Excerpted records ▸
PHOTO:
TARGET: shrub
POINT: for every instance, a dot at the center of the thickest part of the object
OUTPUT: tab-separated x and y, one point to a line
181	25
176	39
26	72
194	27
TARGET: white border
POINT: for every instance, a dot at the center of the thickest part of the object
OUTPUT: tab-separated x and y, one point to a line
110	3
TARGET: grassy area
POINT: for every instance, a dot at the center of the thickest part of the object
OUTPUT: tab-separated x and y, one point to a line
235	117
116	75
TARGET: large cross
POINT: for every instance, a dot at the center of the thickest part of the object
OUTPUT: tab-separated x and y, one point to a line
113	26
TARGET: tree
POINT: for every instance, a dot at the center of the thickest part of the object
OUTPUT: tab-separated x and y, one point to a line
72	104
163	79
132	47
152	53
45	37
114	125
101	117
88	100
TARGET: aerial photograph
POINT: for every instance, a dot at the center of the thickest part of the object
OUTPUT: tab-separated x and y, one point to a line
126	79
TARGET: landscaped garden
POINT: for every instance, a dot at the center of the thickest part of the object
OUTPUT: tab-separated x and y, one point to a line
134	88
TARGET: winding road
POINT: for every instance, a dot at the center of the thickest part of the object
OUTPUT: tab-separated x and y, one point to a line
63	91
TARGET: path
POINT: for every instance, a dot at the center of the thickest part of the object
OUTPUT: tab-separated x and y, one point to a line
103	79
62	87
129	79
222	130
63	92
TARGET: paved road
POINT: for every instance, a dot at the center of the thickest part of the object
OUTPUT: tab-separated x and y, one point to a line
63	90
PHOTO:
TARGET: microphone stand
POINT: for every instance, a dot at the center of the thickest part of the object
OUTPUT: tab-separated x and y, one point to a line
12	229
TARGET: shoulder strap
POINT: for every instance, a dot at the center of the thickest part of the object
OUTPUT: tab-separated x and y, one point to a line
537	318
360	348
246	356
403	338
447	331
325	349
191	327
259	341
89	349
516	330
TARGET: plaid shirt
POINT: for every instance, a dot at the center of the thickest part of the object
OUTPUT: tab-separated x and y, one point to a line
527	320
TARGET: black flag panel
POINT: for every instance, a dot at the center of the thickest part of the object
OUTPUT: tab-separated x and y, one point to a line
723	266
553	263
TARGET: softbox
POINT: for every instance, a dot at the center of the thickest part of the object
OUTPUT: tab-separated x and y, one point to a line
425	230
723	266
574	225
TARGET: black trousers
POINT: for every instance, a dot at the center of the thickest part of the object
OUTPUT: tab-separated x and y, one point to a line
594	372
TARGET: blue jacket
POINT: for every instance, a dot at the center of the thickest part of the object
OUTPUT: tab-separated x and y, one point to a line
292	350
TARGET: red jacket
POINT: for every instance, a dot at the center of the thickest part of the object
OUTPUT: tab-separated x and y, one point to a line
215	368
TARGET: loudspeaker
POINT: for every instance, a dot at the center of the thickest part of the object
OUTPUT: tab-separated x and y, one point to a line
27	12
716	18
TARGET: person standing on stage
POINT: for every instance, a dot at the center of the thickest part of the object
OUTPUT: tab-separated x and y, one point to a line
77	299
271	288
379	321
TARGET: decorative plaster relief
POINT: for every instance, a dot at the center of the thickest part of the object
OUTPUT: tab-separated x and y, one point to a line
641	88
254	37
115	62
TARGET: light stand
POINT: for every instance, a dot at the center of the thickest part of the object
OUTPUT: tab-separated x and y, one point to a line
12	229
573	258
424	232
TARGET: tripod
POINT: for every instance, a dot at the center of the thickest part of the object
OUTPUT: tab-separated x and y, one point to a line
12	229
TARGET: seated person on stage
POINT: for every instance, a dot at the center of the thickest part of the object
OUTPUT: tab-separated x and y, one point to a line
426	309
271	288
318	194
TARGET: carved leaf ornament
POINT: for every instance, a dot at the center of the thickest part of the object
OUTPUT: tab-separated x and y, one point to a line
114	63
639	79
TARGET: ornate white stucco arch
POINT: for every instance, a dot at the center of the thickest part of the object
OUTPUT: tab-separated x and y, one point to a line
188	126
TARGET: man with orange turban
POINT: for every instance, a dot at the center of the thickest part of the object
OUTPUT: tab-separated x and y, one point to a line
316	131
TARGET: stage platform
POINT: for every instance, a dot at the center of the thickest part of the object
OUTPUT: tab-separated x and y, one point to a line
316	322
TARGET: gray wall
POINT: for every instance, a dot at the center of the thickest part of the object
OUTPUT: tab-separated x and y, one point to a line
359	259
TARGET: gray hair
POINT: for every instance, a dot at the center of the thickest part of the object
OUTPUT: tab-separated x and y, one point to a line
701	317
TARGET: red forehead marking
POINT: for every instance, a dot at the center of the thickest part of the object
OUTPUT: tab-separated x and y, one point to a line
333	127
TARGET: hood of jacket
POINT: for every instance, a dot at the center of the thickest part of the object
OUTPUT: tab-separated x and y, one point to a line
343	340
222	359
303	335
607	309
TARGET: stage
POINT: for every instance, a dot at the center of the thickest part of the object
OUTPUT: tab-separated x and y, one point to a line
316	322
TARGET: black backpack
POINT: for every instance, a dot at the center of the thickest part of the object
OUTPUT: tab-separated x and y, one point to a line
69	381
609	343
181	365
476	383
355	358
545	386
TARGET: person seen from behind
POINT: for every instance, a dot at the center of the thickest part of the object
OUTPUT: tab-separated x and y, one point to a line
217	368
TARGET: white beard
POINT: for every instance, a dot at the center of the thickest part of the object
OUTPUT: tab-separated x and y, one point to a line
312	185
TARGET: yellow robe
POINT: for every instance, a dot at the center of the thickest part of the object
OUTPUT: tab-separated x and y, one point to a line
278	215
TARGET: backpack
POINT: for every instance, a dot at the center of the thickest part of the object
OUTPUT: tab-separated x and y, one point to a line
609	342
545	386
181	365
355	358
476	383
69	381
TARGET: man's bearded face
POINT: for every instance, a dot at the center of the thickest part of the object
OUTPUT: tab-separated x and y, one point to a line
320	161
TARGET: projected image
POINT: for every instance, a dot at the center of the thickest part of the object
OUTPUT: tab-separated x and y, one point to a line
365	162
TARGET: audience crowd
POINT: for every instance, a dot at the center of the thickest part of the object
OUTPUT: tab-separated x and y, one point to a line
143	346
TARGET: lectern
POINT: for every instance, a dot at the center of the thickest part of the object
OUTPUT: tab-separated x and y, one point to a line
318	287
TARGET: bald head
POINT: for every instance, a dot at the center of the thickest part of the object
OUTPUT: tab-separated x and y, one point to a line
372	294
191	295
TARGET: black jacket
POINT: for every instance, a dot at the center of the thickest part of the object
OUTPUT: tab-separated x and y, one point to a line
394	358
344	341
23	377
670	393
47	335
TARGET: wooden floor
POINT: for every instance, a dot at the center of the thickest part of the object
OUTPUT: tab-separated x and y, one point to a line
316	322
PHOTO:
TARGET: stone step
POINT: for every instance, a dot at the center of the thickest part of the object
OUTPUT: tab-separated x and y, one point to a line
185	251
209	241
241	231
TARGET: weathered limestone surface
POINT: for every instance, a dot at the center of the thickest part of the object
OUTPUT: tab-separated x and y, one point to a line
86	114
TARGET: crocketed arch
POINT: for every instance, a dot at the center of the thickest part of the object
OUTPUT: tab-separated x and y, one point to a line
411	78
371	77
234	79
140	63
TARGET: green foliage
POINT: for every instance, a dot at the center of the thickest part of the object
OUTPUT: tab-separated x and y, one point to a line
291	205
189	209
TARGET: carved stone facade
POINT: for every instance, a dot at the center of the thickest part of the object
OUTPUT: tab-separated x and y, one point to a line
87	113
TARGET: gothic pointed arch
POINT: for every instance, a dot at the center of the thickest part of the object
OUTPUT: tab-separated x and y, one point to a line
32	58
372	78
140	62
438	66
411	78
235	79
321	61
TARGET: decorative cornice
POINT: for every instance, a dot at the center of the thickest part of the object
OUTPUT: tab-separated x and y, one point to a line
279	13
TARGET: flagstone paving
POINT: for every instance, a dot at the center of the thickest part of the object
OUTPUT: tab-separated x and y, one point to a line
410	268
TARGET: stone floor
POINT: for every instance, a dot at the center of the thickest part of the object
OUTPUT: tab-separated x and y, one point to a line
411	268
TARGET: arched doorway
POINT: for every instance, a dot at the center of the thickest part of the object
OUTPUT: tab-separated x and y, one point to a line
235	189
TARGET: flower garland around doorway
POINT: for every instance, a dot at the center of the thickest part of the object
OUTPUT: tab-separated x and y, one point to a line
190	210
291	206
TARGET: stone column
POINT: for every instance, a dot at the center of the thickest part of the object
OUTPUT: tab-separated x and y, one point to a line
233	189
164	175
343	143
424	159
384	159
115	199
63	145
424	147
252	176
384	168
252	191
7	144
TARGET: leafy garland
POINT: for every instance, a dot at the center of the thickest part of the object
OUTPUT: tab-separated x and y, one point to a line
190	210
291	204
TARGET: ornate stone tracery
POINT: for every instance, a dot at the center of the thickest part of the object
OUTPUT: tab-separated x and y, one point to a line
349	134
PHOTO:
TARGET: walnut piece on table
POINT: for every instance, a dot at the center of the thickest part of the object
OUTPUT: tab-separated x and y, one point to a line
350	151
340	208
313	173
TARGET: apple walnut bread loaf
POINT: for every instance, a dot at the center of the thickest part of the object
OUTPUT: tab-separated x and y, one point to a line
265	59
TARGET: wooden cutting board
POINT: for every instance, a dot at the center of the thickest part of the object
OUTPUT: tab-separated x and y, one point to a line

Exercise objective ▸ Where does the word "black" occur in the records? Return every line that holds it.

Task result ▸
TARGET: black flag panel
TARGET: black trousers
TARGET: black backpack
TARGET: black jacket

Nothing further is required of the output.